STATED PROBLEM:
Copy the rows below, starting with the line that contains "Mark the innermost point of each instance of the engine" and going on through the line that contains "(1213, 425)". In that span, change every "aircraft" to "airplane" and leave everything else unchanged.

RECORDS SUPPLIED:
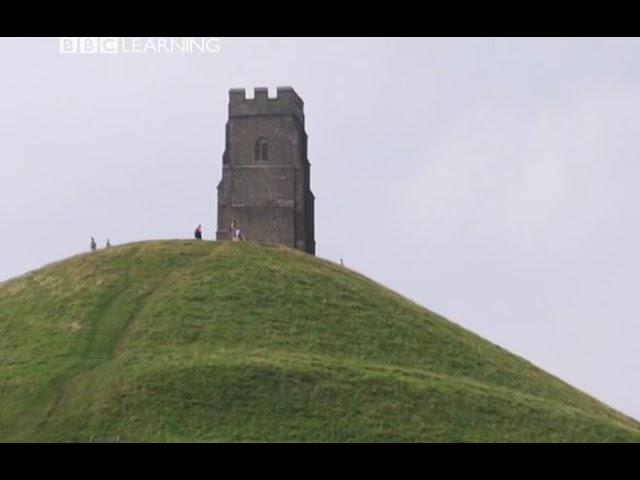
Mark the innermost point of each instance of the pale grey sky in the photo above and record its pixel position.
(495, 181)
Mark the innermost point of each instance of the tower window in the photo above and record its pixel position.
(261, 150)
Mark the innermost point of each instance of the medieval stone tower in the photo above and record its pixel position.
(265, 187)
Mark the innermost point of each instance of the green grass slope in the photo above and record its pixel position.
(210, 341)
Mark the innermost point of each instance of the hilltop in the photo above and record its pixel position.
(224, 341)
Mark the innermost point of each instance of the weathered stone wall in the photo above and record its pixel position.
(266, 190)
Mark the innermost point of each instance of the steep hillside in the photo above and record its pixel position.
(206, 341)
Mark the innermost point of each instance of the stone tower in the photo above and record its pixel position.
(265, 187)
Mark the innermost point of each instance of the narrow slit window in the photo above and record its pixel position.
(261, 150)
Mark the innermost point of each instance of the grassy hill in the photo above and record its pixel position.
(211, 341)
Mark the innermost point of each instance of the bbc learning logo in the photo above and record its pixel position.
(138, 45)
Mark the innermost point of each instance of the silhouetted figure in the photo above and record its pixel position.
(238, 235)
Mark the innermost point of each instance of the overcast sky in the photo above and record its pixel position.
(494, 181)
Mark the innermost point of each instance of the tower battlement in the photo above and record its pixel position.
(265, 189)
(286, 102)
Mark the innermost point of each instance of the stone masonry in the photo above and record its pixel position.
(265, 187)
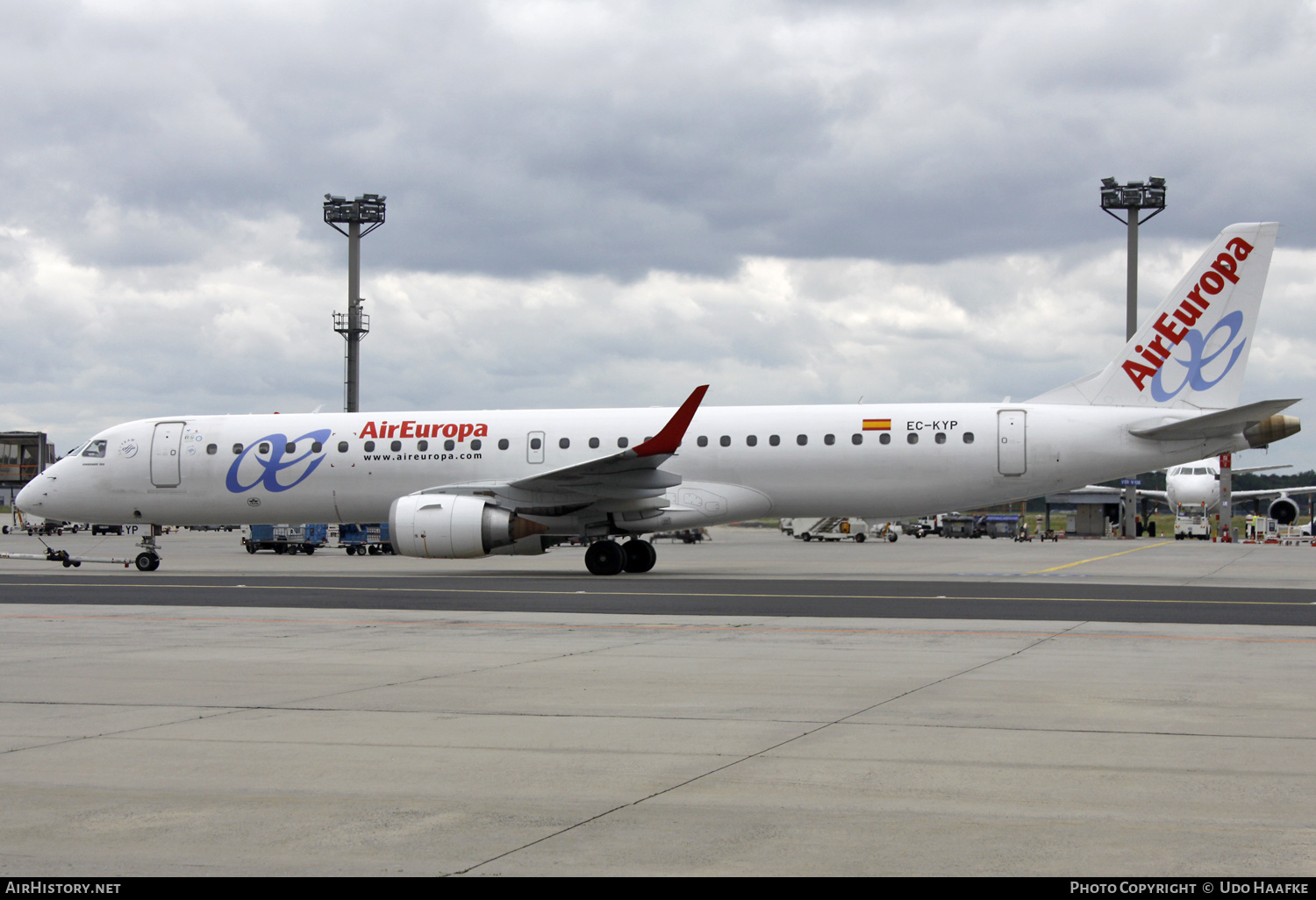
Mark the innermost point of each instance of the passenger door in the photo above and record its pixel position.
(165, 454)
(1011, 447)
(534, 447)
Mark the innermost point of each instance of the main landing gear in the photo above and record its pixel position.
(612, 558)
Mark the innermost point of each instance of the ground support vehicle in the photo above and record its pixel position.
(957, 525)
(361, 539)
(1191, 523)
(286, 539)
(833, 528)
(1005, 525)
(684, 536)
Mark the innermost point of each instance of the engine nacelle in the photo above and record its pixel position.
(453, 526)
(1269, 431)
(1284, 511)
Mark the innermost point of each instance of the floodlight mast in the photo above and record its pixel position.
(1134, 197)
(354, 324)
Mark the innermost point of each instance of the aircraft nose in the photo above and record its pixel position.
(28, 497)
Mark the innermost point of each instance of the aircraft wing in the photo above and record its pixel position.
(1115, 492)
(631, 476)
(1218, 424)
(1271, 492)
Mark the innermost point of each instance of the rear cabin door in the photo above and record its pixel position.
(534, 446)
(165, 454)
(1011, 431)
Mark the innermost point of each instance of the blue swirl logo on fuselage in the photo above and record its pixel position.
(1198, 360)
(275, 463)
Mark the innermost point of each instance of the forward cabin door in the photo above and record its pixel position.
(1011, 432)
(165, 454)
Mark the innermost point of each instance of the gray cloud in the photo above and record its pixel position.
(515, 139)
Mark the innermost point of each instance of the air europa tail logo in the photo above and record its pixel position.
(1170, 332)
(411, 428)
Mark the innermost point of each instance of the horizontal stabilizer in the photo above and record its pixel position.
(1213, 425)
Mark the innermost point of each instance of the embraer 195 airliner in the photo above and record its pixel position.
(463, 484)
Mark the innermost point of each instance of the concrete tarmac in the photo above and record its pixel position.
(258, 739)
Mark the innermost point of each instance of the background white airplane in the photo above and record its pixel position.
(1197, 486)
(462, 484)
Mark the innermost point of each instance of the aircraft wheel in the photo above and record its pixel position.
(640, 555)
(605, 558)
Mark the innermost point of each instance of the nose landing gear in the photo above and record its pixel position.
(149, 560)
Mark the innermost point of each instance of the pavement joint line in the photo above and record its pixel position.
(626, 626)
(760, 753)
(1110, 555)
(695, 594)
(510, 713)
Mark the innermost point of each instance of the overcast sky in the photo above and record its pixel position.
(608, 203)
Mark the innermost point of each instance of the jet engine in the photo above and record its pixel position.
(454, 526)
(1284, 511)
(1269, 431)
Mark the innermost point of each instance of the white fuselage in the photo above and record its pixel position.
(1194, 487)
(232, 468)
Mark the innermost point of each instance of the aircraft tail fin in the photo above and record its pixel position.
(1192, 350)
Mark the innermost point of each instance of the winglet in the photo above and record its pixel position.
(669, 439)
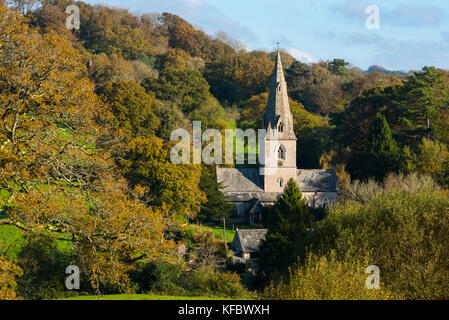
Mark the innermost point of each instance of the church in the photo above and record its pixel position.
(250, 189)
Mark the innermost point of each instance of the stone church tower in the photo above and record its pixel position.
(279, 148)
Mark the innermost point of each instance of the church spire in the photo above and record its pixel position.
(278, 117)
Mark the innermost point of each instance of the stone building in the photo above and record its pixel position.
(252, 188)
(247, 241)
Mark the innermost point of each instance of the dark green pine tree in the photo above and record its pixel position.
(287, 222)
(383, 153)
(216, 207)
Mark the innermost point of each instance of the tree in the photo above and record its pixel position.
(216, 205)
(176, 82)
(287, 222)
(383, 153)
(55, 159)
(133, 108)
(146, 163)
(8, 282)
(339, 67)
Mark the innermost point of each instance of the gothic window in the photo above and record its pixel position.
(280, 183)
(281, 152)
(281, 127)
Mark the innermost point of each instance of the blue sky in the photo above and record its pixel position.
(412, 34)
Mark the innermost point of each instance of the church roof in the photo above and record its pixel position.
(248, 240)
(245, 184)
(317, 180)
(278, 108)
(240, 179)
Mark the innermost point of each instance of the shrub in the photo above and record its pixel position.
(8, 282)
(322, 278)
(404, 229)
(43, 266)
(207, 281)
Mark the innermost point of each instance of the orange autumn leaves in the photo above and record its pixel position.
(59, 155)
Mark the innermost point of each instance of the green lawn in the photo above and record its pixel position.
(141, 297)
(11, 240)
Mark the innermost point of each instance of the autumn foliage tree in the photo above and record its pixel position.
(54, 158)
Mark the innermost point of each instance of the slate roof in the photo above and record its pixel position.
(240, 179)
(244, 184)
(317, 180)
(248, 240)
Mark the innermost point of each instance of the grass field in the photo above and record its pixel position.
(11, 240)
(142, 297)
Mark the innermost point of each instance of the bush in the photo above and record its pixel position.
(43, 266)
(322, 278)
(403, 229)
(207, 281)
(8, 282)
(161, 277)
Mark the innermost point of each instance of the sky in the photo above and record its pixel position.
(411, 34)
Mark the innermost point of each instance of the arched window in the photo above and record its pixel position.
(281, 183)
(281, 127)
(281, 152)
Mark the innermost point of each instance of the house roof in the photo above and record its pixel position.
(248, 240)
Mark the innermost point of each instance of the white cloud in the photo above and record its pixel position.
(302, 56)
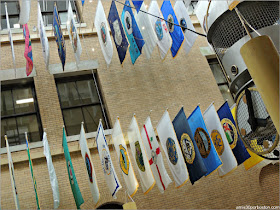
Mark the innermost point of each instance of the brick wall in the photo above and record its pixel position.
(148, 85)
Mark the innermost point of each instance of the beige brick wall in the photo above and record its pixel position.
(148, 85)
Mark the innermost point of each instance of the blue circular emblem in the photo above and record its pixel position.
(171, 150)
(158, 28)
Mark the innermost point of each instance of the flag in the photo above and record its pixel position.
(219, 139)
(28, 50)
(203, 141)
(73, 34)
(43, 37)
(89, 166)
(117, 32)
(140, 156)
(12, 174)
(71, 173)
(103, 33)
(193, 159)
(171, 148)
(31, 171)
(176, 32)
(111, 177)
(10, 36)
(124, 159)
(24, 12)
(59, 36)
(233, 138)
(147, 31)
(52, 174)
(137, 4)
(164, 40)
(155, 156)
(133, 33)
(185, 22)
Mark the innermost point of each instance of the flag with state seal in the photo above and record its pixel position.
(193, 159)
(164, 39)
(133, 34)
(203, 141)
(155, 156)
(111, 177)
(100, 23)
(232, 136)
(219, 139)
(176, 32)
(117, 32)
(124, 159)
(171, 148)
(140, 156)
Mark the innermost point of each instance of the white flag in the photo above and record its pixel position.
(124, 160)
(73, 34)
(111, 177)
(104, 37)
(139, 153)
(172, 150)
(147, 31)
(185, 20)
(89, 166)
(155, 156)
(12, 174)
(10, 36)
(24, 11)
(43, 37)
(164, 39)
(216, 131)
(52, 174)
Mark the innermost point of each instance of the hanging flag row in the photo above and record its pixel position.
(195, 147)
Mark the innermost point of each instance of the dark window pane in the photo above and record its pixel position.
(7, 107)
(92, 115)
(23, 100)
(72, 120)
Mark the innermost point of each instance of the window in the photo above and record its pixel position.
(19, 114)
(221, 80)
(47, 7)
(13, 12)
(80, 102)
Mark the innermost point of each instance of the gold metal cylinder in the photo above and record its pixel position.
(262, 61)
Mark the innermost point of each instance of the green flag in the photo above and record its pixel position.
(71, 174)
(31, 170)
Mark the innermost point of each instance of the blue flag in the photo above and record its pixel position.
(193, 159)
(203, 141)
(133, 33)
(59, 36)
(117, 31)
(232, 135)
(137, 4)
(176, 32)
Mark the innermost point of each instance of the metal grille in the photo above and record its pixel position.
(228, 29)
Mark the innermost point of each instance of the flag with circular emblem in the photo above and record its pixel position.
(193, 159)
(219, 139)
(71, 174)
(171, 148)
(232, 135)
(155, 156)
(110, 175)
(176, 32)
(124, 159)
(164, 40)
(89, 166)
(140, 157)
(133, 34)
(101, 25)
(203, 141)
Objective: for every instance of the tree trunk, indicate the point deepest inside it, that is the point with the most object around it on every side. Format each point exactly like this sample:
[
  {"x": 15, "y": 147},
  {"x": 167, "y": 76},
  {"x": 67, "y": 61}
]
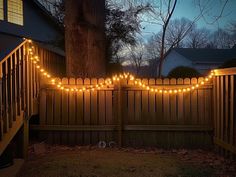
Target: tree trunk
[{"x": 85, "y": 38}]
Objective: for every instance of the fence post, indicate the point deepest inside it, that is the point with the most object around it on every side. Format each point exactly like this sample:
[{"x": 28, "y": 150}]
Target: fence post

RESPONSE TO THIS TASK:
Mark the innermost point of each instance of the engine nacelle in the photo above and record its pixel position.
(453, 526)
(1269, 431)
(1284, 511)
Mark the innermost point of each instance of the floodlight mast in the photo above and record its pixel position.
(1134, 197)
(354, 324)
Mark the innermost point of each instance of the airplane nose in the photo above and record its pixel position.
(28, 497)
Mark the innermost point of each instance of the airplane wing in the photo above and record its pixel position.
(1115, 492)
(631, 476)
(1218, 424)
(1271, 492)
Mark the innermost point of each instance of the rear cabin door in the photo above and record its pixel position.
(534, 446)
(165, 454)
(1011, 431)
Mark the innermost point of each instance of the blue swirl logo on fuselage in the photo above and record its pixel position.
(1198, 360)
(275, 463)
Mark the innermost point of each instance of the forward cabin door in the photo above and record its pixel position.
(1011, 432)
(165, 454)
Mark the innermost point of each instance of the gray cloud in the photo above and record its pixel position.
(515, 139)
Mark the innermost point of each instance of the air europa tail logo in the photo above and record its pixel position.
(1170, 332)
(411, 428)
Mark the innermost point of each instance of the horizontal stabilizer in the photo above and record its pixel position.
(1213, 425)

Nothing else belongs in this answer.